Obiettivo dell'esercizio – Riscrivi tutti i dati sostituendo ogni occorrenza di "Query" con "Target" e lasciando invariato tutto il resto.

##### I dati

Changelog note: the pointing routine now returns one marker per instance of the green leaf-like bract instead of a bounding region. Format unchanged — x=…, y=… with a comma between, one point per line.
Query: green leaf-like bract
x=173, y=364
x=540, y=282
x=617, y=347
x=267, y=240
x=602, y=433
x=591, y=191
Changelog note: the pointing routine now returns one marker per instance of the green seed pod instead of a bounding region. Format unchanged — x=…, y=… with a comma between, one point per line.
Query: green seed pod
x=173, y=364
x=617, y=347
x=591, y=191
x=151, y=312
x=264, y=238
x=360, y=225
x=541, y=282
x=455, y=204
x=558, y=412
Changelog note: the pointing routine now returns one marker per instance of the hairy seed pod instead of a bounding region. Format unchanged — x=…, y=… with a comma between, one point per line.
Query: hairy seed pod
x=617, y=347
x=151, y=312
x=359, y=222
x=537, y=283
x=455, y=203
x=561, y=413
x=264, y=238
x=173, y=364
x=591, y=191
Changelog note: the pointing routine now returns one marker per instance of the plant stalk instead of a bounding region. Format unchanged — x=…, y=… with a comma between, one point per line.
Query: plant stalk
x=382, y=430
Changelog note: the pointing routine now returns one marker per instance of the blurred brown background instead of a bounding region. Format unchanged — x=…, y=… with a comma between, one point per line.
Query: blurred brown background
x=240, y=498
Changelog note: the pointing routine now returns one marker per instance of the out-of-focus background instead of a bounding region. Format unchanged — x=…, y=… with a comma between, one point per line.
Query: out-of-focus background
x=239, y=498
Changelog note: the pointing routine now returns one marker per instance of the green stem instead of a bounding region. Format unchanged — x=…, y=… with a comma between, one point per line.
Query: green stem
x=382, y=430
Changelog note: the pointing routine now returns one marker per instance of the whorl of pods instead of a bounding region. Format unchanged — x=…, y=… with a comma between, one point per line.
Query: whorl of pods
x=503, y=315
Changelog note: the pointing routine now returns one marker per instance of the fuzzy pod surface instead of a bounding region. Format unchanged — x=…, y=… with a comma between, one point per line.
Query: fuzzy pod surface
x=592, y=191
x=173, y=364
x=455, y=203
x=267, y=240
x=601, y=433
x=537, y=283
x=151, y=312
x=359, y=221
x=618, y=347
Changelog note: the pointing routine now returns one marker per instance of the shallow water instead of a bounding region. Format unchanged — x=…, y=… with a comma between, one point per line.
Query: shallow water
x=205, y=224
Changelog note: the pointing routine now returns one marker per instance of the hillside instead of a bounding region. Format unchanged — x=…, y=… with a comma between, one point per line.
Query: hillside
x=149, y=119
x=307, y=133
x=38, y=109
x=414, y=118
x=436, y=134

##########

Output completo –
Changelog note: the pointing routine now returns one marker per instance of the green leaf-like bract instead of a bounding region. Format unchanged — x=…, y=… with a comma between, one point per line.
Target: green leaf-like bract
x=173, y=364
x=540, y=282
x=617, y=347
x=267, y=240
x=602, y=433
x=591, y=191
Changelog note: the pointing routine now returns one marker per instance of the green seed pod instead of a bounding region. Format unchanged — x=…, y=… with a comma between, one point per line.
Target: green seed pod
x=173, y=364
x=617, y=347
x=591, y=191
x=151, y=312
x=264, y=238
x=360, y=225
x=541, y=282
x=455, y=204
x=558, y=412
Changelog note: the pointing routine now returns one marker per instance of the hairy seed pod instead of a bounding region. Format unchanged — x=…, y=… with a comma between, one point per line.
Target: hairy seed pod
x=617, y=347
x=151, y=312
x=359, y=222
x=537, y=283
x=455, y=203
x=561, y=413
x=264, y=238
x=173, y=364
x=591, y=191
Changelog note: the pointing routine now returns one marker per instance of the plant stalk instead of a bounding region. Format unchanged — x=…, y=… with a comma between, one point per line.
Target: plant stalk
x=382, y=430
Changelog note: the pointing routine now returns one marker per instance of the blurred brown background instead of a bounding region. Format unchanged — x=…, y=… with a comma between, one point per line.
Target: blurred brown background
x=240, y=498
Changelog note: the pointing routine now returns one marker per instance of the out-of-focus background instead of a bounding region. Format unchanged — x=…, y=… with a comma between, one point per line.
Target: out-of-focus background
x=239, y=498
Changelog note: the pointing routine now returns one marker per instance of the green stem instead of a bounding region. Format unchanged — x=…, y=… with a comma between, one point per line.
Target: green stem
x=382, y=430
Changelog note: the pointing routine now returns one marker per instance of the whorl of pods instead of a bounding region. Format unchanged — x=…, y=… with a comma between, one point per line.
Target: whorl of pods
x=503, y=315
Changelog note: the pointing routine now returns one marker per instance of the fuzzy pod surface instead of a bounding region. Format unchanged — x=…, y=… with a comma between, one point per line.
Target: fuzzy pod surface
x=592, y=191
x=173, y=364
x=455, y=203
x=267, y=240
x=601, y=433
x=537, y=283
x=151, y=312
x=359, y=221
x=618, y=347
Changelog note: the pointing routine now returns one marker per instance of the shallow water instead of a bounding region. Format unchanged — x=…, y=… with a comma between, one point per line.
Target: shallow water
x=205, y=224
Changelog note: the pointing routine now returns one marker per instance of the hillside instead of a bounding region. Format unchanged — x=…, y=… with a comma between, one point per line.
Target: hillside
x=149, y=119
x=307, y=133
x=38, y=109
x=414, y=118
x=436, y=134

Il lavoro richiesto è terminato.